### STATED EXERCISE:
Convert the stretch of entries from the line containing "of the chrome" through the line containing "column 428, row 237", both ends included, into a Markdown table with the columns No. and Text. Number each line and leave out blank lines.

___ INPUT MATERIAL

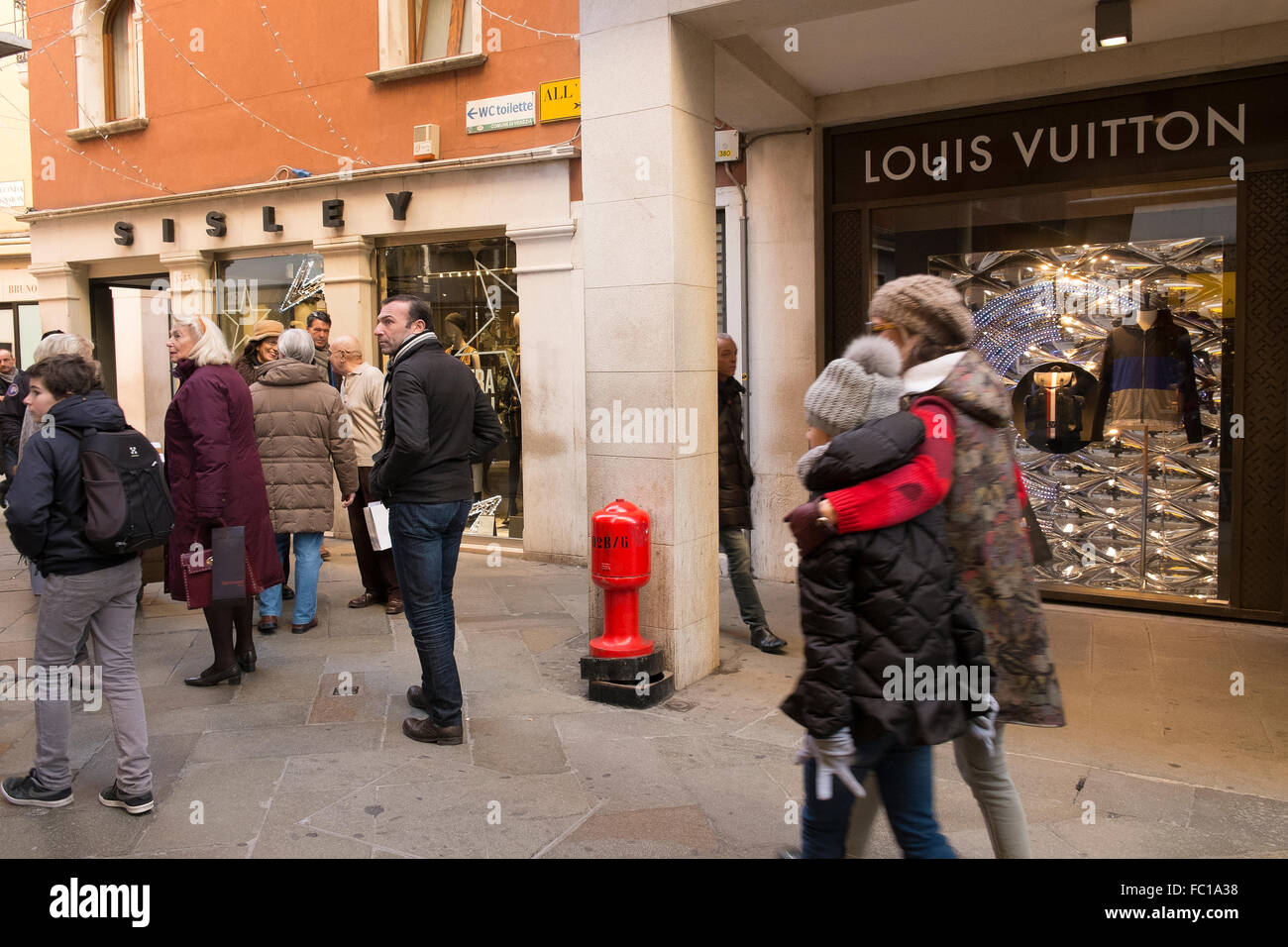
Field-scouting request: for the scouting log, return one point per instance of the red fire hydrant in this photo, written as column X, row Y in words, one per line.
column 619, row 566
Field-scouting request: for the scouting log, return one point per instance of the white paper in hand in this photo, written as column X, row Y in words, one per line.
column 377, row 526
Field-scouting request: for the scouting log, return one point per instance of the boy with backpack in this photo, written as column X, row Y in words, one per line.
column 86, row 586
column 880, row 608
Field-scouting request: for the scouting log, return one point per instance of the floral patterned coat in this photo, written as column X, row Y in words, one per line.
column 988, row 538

______
___ INPUT MATERIAL

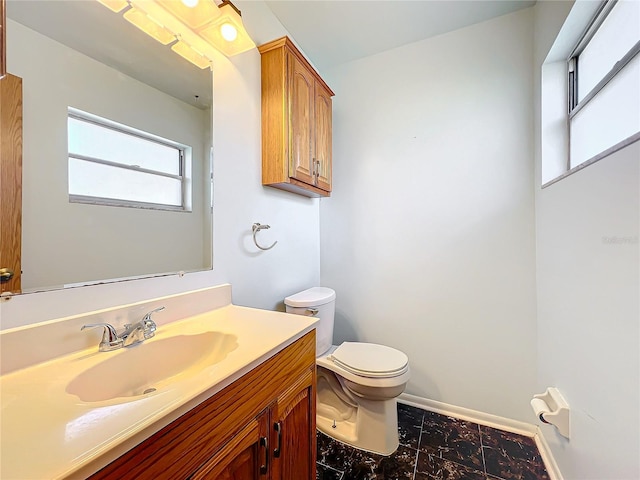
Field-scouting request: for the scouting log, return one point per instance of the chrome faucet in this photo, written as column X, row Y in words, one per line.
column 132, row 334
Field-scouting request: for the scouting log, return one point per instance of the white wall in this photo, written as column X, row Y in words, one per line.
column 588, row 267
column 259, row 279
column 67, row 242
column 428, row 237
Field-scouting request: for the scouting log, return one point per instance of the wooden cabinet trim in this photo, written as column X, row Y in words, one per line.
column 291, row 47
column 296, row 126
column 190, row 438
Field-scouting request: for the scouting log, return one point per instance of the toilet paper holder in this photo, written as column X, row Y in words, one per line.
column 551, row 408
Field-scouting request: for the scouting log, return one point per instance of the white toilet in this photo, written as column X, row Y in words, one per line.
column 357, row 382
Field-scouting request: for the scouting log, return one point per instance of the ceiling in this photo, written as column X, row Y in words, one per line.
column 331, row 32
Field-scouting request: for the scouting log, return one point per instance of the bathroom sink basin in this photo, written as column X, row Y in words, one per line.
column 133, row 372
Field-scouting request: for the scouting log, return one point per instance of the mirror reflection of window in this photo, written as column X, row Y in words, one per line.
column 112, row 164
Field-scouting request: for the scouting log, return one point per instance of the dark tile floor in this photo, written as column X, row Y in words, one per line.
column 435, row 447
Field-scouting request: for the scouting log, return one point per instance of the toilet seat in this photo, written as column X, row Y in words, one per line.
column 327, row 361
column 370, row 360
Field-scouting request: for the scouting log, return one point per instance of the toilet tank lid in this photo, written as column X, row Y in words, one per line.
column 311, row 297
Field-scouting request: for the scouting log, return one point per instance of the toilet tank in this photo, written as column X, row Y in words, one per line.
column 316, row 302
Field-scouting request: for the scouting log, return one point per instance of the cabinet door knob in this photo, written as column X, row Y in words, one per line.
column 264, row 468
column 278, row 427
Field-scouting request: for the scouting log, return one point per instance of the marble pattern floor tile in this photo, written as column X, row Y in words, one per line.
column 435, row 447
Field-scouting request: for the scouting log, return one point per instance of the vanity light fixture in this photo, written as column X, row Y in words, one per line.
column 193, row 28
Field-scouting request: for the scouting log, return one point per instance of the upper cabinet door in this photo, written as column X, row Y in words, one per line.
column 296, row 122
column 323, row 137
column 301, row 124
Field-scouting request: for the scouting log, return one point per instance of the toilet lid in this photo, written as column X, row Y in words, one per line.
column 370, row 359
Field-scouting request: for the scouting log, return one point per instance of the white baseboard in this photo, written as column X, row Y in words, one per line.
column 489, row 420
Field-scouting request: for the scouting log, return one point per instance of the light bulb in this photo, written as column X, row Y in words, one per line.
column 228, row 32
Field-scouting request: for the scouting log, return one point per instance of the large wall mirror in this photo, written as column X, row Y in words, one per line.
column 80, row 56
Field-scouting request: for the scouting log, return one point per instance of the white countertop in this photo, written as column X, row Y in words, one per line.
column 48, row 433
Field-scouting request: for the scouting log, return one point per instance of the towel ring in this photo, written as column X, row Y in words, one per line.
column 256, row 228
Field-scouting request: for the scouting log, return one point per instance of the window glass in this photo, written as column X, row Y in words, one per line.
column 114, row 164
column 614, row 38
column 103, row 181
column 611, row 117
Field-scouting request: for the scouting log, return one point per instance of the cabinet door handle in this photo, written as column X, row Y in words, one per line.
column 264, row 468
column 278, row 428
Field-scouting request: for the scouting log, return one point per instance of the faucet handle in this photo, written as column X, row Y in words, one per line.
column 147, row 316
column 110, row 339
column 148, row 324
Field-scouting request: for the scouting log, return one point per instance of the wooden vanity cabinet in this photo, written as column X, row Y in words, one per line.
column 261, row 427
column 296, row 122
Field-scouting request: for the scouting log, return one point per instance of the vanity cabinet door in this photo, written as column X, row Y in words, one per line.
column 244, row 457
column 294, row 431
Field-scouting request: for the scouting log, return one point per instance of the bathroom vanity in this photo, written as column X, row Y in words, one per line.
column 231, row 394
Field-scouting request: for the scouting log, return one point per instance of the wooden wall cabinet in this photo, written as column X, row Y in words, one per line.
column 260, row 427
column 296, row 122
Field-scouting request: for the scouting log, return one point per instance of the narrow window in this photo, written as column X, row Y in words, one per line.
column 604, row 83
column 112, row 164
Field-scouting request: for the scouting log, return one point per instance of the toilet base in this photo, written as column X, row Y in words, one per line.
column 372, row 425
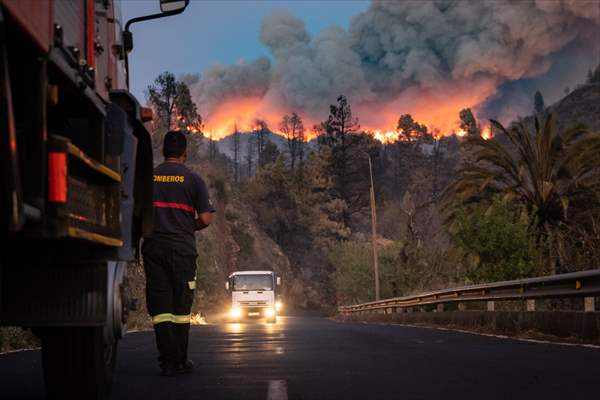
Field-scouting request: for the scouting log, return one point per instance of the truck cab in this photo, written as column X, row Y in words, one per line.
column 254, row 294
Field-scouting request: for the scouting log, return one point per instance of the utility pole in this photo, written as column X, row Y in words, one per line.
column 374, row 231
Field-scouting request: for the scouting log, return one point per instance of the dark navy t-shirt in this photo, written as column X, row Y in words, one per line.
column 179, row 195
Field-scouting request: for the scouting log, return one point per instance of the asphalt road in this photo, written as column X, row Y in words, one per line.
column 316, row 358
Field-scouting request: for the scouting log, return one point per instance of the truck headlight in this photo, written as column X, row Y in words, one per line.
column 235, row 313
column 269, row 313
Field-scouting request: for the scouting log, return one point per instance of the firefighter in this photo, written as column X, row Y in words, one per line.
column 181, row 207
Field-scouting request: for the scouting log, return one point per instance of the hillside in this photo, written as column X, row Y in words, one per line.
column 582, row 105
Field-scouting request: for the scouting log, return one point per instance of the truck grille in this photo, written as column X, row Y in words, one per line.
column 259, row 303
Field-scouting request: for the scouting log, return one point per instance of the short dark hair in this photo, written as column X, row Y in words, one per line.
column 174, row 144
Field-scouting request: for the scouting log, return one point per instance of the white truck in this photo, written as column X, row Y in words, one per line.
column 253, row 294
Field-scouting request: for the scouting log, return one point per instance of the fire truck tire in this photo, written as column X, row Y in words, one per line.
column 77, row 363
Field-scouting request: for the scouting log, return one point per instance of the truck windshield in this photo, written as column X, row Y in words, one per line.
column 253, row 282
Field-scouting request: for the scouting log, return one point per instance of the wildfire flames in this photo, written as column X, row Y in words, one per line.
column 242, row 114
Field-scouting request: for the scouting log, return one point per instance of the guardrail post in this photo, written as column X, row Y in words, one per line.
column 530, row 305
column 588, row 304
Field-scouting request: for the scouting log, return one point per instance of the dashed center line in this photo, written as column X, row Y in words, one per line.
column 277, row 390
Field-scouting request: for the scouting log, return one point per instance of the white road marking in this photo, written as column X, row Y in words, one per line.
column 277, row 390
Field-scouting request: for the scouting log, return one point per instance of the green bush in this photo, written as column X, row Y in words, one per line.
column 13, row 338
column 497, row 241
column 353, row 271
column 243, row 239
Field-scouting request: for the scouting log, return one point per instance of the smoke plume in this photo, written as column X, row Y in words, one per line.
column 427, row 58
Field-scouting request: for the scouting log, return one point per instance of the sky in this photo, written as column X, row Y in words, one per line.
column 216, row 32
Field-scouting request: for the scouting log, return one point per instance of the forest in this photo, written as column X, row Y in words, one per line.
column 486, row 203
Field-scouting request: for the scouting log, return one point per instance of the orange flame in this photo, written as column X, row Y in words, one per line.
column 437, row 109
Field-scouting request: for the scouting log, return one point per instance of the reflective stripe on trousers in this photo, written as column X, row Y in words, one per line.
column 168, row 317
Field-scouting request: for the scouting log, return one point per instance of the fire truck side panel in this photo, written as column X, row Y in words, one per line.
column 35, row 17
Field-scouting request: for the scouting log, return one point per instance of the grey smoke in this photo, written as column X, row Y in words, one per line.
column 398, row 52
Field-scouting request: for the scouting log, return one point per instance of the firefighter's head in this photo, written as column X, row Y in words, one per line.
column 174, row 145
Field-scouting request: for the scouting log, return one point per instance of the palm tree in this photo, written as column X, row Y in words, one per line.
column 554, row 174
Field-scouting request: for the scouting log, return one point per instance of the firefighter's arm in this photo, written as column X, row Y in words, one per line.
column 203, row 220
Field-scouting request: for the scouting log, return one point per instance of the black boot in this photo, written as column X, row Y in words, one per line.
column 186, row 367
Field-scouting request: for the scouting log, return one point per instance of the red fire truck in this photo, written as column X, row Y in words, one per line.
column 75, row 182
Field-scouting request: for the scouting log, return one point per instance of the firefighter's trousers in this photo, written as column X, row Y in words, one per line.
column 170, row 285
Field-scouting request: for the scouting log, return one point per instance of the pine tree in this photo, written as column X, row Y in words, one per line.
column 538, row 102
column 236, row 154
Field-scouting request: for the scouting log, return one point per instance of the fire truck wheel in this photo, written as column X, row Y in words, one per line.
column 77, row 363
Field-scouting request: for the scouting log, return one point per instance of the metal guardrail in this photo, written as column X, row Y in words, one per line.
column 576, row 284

______
___ INPUT MATERIAL

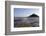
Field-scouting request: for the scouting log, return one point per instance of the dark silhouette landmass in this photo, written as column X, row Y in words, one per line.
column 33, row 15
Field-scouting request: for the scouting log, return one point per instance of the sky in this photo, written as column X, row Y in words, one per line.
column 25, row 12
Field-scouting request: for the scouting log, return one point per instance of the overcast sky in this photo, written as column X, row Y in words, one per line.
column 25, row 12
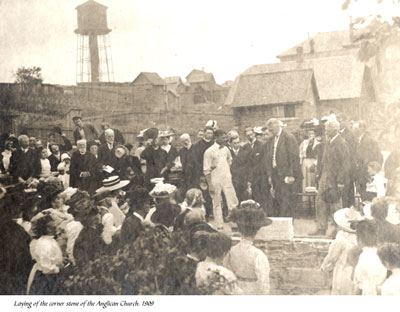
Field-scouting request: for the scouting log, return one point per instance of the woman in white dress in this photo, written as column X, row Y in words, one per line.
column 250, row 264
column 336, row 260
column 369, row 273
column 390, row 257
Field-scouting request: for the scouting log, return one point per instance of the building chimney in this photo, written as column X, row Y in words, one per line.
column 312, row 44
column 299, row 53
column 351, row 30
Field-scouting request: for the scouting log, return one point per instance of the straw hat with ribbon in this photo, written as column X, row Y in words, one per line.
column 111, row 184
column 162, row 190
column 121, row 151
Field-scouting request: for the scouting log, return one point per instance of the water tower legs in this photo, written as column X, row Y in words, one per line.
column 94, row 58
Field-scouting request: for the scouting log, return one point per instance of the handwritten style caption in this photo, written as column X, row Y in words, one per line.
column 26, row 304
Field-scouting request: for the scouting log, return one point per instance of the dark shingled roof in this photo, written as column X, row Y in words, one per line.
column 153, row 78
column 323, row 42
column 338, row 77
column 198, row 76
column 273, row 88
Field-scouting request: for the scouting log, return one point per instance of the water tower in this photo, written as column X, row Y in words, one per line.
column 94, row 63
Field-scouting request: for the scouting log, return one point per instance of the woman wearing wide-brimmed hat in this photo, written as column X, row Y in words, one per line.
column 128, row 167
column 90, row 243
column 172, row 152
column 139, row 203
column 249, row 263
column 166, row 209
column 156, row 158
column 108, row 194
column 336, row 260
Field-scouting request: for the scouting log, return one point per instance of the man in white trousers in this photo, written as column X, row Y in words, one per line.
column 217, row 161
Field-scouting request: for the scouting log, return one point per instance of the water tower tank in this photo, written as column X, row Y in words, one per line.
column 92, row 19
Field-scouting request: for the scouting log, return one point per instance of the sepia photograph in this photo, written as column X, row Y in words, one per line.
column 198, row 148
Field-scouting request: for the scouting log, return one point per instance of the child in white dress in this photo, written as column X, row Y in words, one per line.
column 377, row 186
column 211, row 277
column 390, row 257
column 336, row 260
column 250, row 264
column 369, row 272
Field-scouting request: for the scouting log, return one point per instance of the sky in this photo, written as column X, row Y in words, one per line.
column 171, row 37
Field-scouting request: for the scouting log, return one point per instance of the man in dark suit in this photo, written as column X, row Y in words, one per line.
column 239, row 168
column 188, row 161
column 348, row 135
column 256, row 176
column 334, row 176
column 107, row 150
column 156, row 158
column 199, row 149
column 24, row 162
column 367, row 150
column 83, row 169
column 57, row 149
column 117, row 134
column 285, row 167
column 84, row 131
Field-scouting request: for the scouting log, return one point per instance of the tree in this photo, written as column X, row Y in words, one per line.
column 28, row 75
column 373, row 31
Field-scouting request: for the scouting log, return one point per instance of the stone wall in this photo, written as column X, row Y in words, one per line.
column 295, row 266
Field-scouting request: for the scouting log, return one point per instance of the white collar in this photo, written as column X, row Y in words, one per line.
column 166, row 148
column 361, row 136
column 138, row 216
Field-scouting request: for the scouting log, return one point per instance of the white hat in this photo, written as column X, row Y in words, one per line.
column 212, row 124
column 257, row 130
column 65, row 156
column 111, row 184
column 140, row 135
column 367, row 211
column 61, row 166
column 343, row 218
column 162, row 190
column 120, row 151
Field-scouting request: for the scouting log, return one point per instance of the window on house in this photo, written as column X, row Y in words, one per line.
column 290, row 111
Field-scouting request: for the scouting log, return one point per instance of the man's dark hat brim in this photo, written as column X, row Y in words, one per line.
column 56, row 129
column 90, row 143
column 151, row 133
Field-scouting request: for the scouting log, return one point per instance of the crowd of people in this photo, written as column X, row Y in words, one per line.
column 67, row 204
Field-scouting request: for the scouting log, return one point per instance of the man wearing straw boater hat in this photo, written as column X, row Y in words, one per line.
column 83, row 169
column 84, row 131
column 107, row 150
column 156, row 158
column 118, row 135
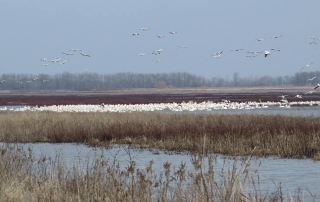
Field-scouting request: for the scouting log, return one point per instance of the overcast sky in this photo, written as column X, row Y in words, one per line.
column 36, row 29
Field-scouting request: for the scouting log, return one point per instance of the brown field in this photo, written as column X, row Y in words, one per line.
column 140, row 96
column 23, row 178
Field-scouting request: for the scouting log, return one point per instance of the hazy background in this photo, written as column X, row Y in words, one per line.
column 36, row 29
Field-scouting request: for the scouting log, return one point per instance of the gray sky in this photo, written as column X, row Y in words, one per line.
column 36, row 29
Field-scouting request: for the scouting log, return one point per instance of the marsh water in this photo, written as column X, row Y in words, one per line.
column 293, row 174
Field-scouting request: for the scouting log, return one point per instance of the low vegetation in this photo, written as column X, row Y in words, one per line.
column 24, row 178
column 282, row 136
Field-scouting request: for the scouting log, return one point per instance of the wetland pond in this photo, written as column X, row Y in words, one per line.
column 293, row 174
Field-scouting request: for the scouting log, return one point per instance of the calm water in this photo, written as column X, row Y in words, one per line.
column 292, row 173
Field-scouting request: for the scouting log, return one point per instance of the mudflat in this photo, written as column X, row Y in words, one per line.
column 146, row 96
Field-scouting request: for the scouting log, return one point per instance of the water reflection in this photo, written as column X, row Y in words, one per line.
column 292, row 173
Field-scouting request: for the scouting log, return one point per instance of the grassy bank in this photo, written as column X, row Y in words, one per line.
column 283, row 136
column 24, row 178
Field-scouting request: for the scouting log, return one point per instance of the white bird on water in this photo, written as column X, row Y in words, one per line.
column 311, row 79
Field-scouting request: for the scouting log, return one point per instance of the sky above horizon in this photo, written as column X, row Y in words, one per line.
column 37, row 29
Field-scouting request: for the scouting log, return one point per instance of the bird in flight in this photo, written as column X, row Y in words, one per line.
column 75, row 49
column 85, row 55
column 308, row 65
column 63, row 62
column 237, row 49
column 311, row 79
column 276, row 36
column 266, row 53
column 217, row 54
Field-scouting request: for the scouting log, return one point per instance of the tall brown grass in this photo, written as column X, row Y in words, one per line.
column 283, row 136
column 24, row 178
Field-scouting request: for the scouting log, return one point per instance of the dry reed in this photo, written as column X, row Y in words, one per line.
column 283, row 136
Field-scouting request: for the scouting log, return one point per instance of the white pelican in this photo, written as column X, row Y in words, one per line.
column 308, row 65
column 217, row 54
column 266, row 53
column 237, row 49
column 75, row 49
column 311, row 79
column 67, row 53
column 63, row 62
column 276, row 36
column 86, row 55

______

### SOLUTION FOR THIS PROBLEM:
| No. | Text |
|---|---|
| 1 | Field-scouting request: for the scouting log, return one point per instance of the chrome faucet in this photo, written as column X, row Y in words, one per line. |
| 2 | column 132, row 334 |
| 3 | Field-scouting request: for the scouting log, return one point per instance of the white wall in this photo, written as column X, row Y in words, one per line. |
| 4 | column 588, row 267 |
| 5 | column 259, row 279 |
| 6 | column 67, row 242 |
| 7 | column 428, row 237 |